Problem statement | Whatever the data contains, copy all of it exactly.

Record set |
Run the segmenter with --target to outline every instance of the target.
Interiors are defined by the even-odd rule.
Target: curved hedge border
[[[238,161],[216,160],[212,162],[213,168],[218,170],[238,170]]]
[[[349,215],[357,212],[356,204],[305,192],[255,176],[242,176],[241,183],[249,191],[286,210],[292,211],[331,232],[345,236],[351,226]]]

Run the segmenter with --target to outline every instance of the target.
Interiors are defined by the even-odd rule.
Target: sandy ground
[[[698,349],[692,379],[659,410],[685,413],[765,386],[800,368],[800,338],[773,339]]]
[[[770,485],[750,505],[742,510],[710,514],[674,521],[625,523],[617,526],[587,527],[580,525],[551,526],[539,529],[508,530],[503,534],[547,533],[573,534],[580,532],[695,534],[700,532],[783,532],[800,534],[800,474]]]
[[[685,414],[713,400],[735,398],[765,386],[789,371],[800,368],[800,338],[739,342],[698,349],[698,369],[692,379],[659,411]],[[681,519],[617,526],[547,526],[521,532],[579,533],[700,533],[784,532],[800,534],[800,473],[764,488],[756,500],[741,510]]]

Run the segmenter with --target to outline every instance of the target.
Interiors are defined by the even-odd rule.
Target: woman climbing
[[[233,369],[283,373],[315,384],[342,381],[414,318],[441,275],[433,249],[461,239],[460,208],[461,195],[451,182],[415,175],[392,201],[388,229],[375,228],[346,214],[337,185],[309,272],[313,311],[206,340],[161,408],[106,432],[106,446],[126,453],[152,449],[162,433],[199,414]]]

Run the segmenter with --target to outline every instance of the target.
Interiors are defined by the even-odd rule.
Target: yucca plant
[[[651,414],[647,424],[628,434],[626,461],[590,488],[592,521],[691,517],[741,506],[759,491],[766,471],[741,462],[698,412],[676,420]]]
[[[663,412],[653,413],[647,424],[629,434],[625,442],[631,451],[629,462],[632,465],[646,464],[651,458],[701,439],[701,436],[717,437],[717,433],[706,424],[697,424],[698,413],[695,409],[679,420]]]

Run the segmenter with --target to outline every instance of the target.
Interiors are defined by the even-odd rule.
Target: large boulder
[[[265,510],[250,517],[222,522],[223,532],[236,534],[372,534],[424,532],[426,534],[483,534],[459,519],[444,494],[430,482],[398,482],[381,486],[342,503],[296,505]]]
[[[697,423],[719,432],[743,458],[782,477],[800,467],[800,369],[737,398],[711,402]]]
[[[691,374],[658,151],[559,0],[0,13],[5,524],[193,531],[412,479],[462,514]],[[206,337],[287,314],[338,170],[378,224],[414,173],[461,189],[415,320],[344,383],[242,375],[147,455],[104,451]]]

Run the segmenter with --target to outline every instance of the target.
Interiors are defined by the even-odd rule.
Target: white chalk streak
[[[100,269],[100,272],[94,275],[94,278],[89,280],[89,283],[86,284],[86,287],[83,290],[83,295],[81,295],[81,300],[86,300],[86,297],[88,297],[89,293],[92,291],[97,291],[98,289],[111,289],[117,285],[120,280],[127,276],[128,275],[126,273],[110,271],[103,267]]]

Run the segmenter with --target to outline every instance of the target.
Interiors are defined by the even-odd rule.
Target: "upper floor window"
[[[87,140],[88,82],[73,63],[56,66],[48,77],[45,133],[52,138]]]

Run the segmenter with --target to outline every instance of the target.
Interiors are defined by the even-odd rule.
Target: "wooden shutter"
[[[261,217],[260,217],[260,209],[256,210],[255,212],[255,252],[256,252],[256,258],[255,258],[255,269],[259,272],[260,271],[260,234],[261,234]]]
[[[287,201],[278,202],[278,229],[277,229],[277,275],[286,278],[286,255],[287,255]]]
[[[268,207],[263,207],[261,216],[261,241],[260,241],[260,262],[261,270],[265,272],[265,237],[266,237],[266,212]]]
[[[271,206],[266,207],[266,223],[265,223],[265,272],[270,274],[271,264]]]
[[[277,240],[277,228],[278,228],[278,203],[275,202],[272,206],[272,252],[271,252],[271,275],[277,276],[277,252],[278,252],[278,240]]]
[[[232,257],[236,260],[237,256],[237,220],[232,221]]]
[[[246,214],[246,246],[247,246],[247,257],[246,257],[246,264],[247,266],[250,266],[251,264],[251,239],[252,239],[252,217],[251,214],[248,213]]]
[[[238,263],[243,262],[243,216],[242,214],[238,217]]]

Response area |
Run the segmenter with --target to outline every instance of the target.
Interiors are defined by the even-odd rule.
Target: curved hedge border
[[[238,161],[216,160],[212,162],[213,168],[218,170],[238,170]]]
[[[349,215],[357,212],[356,204],[305,192],[255,176],[242,176],[241,183],[249,191],[286,210],[292,211],[331,232],[345,236],[351,226]]]

Run the segmenter with --target to outline every instance of the target.
Interiors are defined by the even-odd rule.
Target: sandy ground
[[[698,349],[692,379],[659,410],[685,413],[765,386],[800,368],[800,338],[773,339]]]
[[[770,485],[750,505],[742,510],[710,514],[674,521],[625,523],[617,526],[587,527],[580,525],[551,526],[539,529],[508,530],[503,534],[547,533],[573,534],[580,532],[695,534],[700,532],[783,532],[800,534],[800,474]]]
[[[685,414],[713,400],[735,398],[765,386],[789,371],[800,368],[800,338],[739,342],[698,349],[698,369],[692,379],[659,411]],[[681,519],[617,526],[547,526],[521,532],[579,533],[700,533],[784,532],[800,534],[800,473],[764,488],[756,500],[741,510]]]

Run the segmenter with --target to outline every instance of the target.
Interiors are defined by the even-odd rule.
Target: woman climbing
[[[233,369],[283,373],[315,384],[342,381],[414,318],[441,275],[433,249],[461,239],[460,208],[461,195],[451,182],[415,175],[392,201],[388,229],[375,228],[346,214],[337,185],[309,272],[313,311],[206,340],[161,408],[106,432],[106,446],[126,453],[152,449],[162,433],[199,414]]]

Run the segmenter with --target to outline every instance of the target.
Interiors are defined by the even-odd rule.
Target: yucca plant
[[[651,414],[647,424],[628,434],[626,461],[590,488],[592,521],[691,517],[741,506],[759,491],[766,471],[741,462],[698,412],[676,420]]]
[[[663,412],[653,413],[647,424],[629,434],[625,442],[631,451],[629,462],[632,465],[646,464],[651,458],[701,439],[701,436],[717,437],[717,433],[706,424],[697,424],[698,413],[695,409],[679,420]]]

Run the segmenter with --target to outline every instance of the target.
Interiors are defined by the even-odd rule.
Target: large boulder
[[[265,510],[250,517],[222,522],[223,532],[236,534],[372,534],[424,532],[426,534],[483,534],[459,519],[444,494],[430,482],[398,482],[381,486],[342,503],[296,505]]]
[[[697,423],[719,432],[743,458],[782,477],[800,467],[800,369],[737,398],[711,402]]]
[[[691,374],[658,151],[559,0],[0,13],[5,524],[193,531],[412,479],[462,514]],[[206,337],[287,314],[338,170],[378,224],[414,173],[461,189],[415,320],[344,383],[242,375],[147,455],[104,451]]]

Run the segmenter with --target to outline every instance of the target.
Interiors are defined by the even-odd rule.
Target: white chalk streak
[[[100,269],[100,272],[94,275],[94,278],[89,280],[89,283],[86,284],[86,287],[83,290],[83,295],[81,295],[81,300],[86,300],[86,297],[88,297],[89,293],[92,291],[97,291],[98,289],[111,289],[117,285],[120,280],[127,276],[128,275],[126,273],[110,271],[103,267]]]

Run the segmenter with --target to outline every instance of the target.
Interiors are defined by the even-odd rule.
Target: "upper floor window"
[[[87,140],[88,82],[73,63],[56,66],[48,77],[45,133],[52,138]]]

Run the segmenter with --target to outline every instance of the target.
Interiors are defined by the even-odd rule.
Target: "wooden shutter"
[[[261,217],[260,217],[260,209],[256,210],[255,212],[255,252],[256,252],[256,258],[255,258],[255,269],[259,272],[260,271],[260,234],[261,234]]]
[[[287,201],[278,202],[278,229],[277,229],[277,275],[286,278],[286,255],[287,255]]]
[[[268,207],[263,207],[261,216],[261,241],[260,241],[260,262],[261,270],[265,272],[265,237],[266,237],[266,212]]]
[[[271,206],[266,207],[266,223],[265,223],[265,272],[270,274],[271,264]]]
[[[277,240],[277,228],[278,228],[278,203],[275,202],[272,206],[272,252],[271,252],[271,275],[277,276],[277,252],[278,252],[278,240]]]
[[[232,257],[236,260],[237,256],[237,220],[232,221]]]
[[[246,214],[246,246],[247,246],[247,257],[246,257],[246,264],[247,266],[250,266],[251,264],[251,239],[252,239],[252,217],[251,214],[248,213]]]
[[[238,263],[243,262],[243,216],[242,214],[238,217]]]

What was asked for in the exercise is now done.